- Written tasks
1. Rewrite the paragraph of the ggjoy page that begins "Multiple ridgelines can be drawn" as a short bulleted list, keeping its main facts.
2. Please extract every line of the records that contains the string "black", matching case exactly.

- Page excerpt
This package provides two geoms, geom_ridgeline
and geom_joy
. The former takes height values directly to draw ridgelines, and the latter first estimates data densities and then draws those using ridgelines.
The geom geom_ridgeline
can be used to draw lines with a filled area underneath.
library(ggplot2)
library(ggjoy)
data <- data.frame(x = 1:5, y = rep(1, 5), height = c(0, 1, 3, 4, 2))
ggplot(data, aes(x, y, height = height)) + geom_ridgeline()
Negative heights are allowed, but are cut off unless the min_height
parameter is set negative as well.
# for side-by-side plotting
library(cowplot); theme_set(theme_gray())
data <- data.frame(x = 1:5, y = rep(1, 5), height = c(0, 1, -1, 3, 2))
plot_base <- ggplot(data, aes(x, y, height = height))
plot_grid(plot_base + geom_ridgeline(),
plot_base + geom_ridgeline(min_height = -2))
Multiple ridgelines can be drawn at the same time. They will be ordered such that the ones drawn higher up are in the background. When drawing multiple ridgelines at once, the group
aesthetic must be specified so that the geom knows which parts of the data belong to which ridgeline.
d <- data.frame(x = rep(1:5, 3), y = c(rep(0, 5), rep(1, 5), rep(2, 5)),
height = c(0, 1, 3, 4, 0, 1, 2, 3, 5, 4, 0, 5, 4, 4, 1))
ggplot(d, aes(x, y, height = height, group = y)) + geom_ridgeline(fill = "lightblue")
It is also possible to draw ridgelines with geom_joy
if we set stat="identity"
. In this case, the heights are automatically scaled such that the highest ridgeline just touches the one above at scale=1
.
ggplot(d, aes(x, y, height = height, group = y)) +
geom_joy(stat = "identity", scale = 1)

- Given data

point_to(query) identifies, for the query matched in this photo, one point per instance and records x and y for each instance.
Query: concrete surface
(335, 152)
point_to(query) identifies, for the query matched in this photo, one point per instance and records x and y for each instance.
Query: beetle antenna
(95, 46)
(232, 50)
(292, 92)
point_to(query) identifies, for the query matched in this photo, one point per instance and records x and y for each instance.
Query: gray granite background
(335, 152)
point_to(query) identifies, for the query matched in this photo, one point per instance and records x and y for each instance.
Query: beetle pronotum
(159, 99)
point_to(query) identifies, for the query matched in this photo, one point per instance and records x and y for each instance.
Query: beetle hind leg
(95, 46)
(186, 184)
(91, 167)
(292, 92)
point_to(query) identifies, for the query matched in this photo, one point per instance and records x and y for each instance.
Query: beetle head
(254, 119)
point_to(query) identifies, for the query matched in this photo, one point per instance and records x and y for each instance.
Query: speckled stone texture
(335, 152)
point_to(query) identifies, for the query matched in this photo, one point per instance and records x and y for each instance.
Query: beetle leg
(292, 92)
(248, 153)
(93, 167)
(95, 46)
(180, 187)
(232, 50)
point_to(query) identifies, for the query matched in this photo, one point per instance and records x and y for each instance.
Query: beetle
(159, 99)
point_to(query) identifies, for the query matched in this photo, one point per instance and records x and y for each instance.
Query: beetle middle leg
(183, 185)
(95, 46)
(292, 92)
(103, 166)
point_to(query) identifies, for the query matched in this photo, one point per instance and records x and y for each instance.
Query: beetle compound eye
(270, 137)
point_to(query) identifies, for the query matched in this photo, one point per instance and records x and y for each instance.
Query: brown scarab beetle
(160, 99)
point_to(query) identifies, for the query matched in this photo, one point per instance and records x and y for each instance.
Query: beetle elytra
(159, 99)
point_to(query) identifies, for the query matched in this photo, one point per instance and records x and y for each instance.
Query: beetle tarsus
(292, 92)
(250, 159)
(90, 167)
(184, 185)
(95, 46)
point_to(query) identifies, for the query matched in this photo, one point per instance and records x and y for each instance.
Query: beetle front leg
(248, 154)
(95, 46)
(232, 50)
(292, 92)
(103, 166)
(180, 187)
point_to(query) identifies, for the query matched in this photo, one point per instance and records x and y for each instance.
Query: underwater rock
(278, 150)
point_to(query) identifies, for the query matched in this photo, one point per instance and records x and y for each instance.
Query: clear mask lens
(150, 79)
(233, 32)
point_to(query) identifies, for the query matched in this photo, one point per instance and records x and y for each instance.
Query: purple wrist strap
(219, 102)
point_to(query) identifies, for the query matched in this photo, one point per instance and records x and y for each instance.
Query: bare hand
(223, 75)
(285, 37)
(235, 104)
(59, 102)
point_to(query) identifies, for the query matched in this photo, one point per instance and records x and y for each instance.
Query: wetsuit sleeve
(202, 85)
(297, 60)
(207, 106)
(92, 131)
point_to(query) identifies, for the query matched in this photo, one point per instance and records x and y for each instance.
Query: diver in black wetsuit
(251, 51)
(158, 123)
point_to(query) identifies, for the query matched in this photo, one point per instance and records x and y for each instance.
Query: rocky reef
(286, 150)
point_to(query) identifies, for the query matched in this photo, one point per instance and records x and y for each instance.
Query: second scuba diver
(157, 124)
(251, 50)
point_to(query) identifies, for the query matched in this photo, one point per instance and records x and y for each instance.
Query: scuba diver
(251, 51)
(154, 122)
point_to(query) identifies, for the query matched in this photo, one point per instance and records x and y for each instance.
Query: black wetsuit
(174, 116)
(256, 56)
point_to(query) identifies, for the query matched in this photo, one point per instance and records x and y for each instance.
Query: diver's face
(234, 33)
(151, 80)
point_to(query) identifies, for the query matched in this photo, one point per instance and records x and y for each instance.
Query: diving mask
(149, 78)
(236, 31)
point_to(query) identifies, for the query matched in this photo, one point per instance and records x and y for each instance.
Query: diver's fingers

- Problem solutions
1.
- Several ridgelines can be drawn at the same time.
- They are ordered so that the ones drawn higher up are in the background.
- The group aesthetic must be specified so the geom knows which parts of the data belong to which ridgeline.

2.
Query: diver in black wetsuit
Query: black wetsuit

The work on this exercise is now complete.